(Source data)
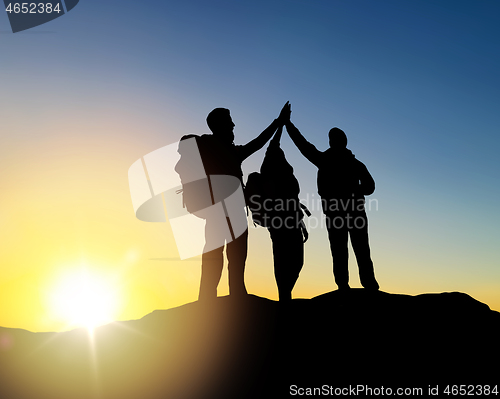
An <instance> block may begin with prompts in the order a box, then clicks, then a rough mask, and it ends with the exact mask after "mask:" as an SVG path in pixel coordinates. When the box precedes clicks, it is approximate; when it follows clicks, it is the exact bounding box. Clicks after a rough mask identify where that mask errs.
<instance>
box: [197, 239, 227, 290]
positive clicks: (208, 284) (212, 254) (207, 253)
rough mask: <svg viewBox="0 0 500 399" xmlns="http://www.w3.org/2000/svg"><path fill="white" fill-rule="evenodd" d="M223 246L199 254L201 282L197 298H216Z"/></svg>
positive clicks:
---
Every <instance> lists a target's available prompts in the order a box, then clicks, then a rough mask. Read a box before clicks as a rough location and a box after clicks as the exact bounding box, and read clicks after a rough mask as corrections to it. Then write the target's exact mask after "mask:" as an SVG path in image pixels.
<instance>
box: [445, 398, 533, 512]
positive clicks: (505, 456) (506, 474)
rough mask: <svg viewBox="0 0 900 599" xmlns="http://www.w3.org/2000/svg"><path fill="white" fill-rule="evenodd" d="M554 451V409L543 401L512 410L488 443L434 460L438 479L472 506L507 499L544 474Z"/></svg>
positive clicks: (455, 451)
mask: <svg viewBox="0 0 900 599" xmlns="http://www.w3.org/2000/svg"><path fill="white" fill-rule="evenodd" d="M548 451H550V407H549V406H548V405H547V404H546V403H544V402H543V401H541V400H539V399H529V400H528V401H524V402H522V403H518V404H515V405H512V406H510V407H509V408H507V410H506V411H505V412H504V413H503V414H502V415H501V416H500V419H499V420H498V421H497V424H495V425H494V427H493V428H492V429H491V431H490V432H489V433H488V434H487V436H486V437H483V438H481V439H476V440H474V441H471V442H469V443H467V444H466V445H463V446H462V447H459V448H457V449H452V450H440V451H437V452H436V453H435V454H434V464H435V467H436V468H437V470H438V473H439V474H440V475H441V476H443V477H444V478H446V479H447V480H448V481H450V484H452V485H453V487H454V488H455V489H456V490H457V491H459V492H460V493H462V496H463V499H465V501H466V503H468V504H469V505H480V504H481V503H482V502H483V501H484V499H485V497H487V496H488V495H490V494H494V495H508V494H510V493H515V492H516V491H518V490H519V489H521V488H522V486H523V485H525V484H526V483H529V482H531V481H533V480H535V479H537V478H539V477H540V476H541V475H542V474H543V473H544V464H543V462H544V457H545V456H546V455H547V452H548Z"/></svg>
--
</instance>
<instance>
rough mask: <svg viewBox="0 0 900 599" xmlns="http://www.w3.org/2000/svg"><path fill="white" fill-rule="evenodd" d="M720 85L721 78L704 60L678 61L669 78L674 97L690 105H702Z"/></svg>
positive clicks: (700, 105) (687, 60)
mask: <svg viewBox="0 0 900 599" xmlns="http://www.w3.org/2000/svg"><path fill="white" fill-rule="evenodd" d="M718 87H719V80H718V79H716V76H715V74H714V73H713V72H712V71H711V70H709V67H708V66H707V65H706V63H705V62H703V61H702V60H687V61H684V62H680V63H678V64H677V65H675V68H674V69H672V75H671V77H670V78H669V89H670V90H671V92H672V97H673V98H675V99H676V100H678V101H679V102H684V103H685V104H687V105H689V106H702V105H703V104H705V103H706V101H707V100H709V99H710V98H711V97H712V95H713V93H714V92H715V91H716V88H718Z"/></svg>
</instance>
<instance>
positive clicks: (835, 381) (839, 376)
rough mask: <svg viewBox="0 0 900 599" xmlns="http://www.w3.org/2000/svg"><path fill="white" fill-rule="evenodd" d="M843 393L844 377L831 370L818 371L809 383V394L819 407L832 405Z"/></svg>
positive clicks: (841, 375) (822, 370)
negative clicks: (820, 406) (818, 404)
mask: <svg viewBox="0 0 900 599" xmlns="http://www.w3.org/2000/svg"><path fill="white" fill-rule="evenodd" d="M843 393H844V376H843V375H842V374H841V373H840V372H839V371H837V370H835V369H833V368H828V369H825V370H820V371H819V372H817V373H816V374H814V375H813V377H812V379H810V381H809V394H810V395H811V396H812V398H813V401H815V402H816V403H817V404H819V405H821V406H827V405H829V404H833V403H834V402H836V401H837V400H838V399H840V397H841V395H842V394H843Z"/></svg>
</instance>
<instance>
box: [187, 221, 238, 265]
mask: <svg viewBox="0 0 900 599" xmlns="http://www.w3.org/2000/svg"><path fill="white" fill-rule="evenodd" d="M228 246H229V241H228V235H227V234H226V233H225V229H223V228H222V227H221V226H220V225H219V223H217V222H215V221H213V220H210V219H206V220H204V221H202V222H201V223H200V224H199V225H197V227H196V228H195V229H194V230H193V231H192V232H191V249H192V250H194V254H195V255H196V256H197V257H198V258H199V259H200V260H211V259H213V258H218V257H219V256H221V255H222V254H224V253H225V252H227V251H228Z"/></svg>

Requirement: Your task for the entries above: copy exactly the span starting with the line with "393L844 377L831 370L818" and going on through the line with "positive clicks: (841, 375) (822, 370)", both lines included, and nothing else.

Expected answer:
rough mask: <svg viewBox="0 0 900 599" xmlns="http://www.w3.org/2000/svg"><path fill="white" fill-rule="evenodd" d="M843 393L844 377L831 370L818 371L809 383V394L819 407L832 405Z"/></svg>
positive clicks: (841, 375) (822, 370)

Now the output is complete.